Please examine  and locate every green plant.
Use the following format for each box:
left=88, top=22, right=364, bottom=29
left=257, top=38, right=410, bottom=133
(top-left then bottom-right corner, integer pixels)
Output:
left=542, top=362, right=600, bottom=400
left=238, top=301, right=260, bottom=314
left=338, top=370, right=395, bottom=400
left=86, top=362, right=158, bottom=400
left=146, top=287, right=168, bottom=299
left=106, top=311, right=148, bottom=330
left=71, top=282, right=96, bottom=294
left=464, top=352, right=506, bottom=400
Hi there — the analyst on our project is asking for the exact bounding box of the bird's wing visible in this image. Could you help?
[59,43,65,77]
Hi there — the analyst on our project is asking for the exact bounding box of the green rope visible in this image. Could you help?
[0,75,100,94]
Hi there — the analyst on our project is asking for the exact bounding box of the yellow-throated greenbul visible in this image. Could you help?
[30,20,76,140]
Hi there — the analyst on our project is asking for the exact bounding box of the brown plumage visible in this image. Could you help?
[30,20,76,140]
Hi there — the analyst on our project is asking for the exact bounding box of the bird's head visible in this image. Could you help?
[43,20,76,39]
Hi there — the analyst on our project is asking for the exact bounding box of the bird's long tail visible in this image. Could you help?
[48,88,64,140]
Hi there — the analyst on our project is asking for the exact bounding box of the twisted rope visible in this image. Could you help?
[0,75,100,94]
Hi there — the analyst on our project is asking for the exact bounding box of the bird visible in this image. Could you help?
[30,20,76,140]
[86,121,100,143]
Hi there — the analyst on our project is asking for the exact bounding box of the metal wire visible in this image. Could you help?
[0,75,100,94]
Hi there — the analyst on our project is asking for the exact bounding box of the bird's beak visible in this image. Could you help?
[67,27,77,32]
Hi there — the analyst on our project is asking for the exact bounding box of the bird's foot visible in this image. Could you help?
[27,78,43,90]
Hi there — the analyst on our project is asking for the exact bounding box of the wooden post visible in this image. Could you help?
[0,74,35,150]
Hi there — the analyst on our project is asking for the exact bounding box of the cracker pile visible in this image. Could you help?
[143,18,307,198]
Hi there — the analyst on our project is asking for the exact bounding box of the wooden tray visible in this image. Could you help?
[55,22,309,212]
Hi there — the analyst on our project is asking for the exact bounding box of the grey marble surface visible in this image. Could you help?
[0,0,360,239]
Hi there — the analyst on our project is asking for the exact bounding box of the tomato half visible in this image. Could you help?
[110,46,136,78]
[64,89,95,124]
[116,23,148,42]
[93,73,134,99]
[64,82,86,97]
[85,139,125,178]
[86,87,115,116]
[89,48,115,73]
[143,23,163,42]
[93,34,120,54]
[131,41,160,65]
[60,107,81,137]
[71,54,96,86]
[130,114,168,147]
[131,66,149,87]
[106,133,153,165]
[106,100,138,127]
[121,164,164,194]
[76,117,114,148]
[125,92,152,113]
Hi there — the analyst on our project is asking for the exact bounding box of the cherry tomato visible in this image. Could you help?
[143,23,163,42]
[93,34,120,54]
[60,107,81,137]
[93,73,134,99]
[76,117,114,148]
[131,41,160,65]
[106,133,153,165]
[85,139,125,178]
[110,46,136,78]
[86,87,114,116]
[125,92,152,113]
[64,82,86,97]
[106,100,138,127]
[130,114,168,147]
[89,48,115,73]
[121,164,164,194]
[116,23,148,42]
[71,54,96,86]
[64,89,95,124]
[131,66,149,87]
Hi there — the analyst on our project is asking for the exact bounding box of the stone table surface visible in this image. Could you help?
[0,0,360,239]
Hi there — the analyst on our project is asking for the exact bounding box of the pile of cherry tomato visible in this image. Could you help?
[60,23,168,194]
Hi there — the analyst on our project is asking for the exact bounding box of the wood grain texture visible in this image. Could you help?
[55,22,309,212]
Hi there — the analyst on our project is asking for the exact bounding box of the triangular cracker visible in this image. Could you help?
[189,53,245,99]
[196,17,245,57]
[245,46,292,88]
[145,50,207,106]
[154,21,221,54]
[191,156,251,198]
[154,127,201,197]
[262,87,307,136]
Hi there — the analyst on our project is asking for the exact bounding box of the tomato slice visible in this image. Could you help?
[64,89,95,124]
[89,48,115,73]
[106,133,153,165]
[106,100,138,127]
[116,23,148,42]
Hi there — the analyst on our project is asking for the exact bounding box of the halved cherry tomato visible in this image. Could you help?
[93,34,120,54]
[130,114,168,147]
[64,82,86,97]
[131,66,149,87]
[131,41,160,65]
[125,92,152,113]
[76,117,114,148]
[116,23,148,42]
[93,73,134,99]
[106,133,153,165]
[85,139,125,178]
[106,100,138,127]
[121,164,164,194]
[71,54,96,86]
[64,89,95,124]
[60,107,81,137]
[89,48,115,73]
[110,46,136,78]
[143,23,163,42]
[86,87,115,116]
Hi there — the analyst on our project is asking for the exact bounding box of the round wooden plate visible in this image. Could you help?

> _What to do_
Copy the data above in full, character for character.

> _Response to this exercise_
Please examine  and locate every green plant.
Use the following format for each box:
left=88, top=22, right=364, bottom=29
left=257, top=38, right=410, bottom=133
(top-left then bottom-right corner, integer pixels)
Output:
left=542, top=362, right=600, bottom=400
left=238, top=301, right=260, bottom=314
left=338, top=370, right=395, bottom=400
left=86, top=362, right=158, bottom=400
left=146, top=287, right=168, bottom=299
left=106, top=311, right=148, bottom=330
left=71, top=282, right=96, bottom=294
left=464, top=352, right=506, bottom=400
Hi there — the analyst on our project is asking for the exact bounding box of the bird's wing visible in this image. Could you help?
[59,43,65,77]
Hi there — the analyst on our project is asking for the exact bounding box of the green rope visible in this image. Could you help?
[0,75,100,94]
Hi there — the analyst on our project is asking for the exact bounding box of the yellow-throated greenbul visible in this image. Could you help?
[30,20,76,140]
Hi there — the analyst on our project is asking for the exact bounding box of the brown plumage visible in this image. Could you help?
[30,20,76,140]
Hi there — the analyst on our project is asking for the exact bounding box of the bird's head visible in this image. Could you help?
[43,20,76,39]
Hi there — the analyst on our project is asking for the exact bounding box of the bird's long tail visible in this image. Could you help?
[48,88,64,140]
Hi there — the analyst on our project is asking for the exact bounding box of the twisted rope visible in this image. Could you help?
[0,75,100,94]
Hi there — the analyst on our project is asking for the exact bounding box of the bird visible in this image. Could you help?
[30,20,76,140]
[86,121,100,143]
Hi there — the analyst on our project is asking for the exact bounding box of the metal wire visible in this image. Could you help?
[0,75,100,94]
Hi there — the analyst on our project is asking for the exact bounding box of the bird's beak visible in this image. Could you help?
[67,27,77,32]
Hi there — the analyst on our project is asking for the exact bounding box of the bird's foot visible in this image. Could you help?
[27,78,43,90]
Hi there — the analyst on our project is asking for the exact bounding box of the wooden post visible in this image. Could you help?
[0,74,35,150]
Hi there — the analyst on our project is asking for the exact bounding box of the cracker pile visible in this image. Could you help?
[143,18,307,198]
Hi there — the analyst on our project is asking for the exact bounding box of the wooden tray visible in this image. Could you help?
[55,22,309,212]
Hi there — the analyst on our project is asking for the exact bounding box of the grey marble surface visible in this image. Could you help?
[0,0,360,239]
Hi there — the analyst on our project is asking for the exact bounding box of the tomato half visible in this image. Could you help?
[110,46,136,78]
[64,89,95,124]
[116,23,148,42]
[93,73,134,99]
[64,82,86,97]
[85,139,125,178]
[86,87,115,116]
[89,48,115,73]
[143,23,163,42]
[93,34,120,54]
[131,41,160,65]
[60,107,81,137]
[71,54,96,86]
[130,114,168,147]
[131,66,149,87]
[106,133,153,165]
[106,100,138,127]
[121,164,164,194]
[76,117,114,148]
[125,92,152,113]
Hi there — the analyst on our project is asking for the exact bounding box of the cherry tomato visible in this image. Could you help?
[143,23,163,42]
[93,34,120,54]
[60,107,81,137]
[93,73,134,99]
[76,117,114,148]
[131,41,160,65]
[106,133,153,165]
[85,139,125,178]
[110,46,136,78]
[86,87,114,116]
[125,92,152,113]
[64,82,86,97]
[106,100,138,127]
[130,114,168,147]
[89,48,115,73]
[121,164,164,194]
[116,23,148,42]
[71,54,96,86]
[64,89,95,124]
[131,66,149,87]
Hi there — the analyst on our project is asking for the exact bounding box of the stone table surface visible in this image. Could you help?
[0,0,360,239]
Hi there — the analyst on our project is asking for the exact bounding box of the pile of cherry tomato visible in this image. Could you help?
[60,23,168,194]
Hi there — the analyst on our project is asking for the exact bounding box of the wood grain texture visible in this image. Could you help?
[55,22,309,212]
Hi there — the analyst on our project is asking for the exact bounding box of the triangular cracker visible in this image. Could you help?
[189,53,245,99]
[196,17,245,57]
[245,46,292,88]
[145,50,207,106]
[154,21,221,54]
[191,156,251,198]
[154,127,201,197]
[262,87,307,136]
Hi there — the analyst on our project is asking for the exact bounding box of the tomato slice visible in this image. Could you help?
[64,89,95,124]
[89,48,115,73]
[106,133,153,165]
[106,100,138,127]
[116,23,148,42]
Hi there — the analyst on our project is asking for the exact bounding box of the halved cherry tomato visible in this image. Could you help?
[93,34,120,54]
[130,114,168,147]
[64,82,86,97]
[131,66,149,87]
[131,41,160,65]
[125,92,152,113]
[76,117,114,148]
[116,23,148,42]
[93,73,134,99]
[106,133,153,165]
[85,139,125,178]
[106,100,138,127]
[121,164,164,194]
[71,54,96,86]
[64,89,95,124]
[60,107,81,137]
[89,48,115,73]
[110,46,136,78]
[143,23,163,42]
[86,87,115,116]
Hi there — the analyst on our project is asking for the exact bounding box of the round wooden plate visible in this image. Could you help?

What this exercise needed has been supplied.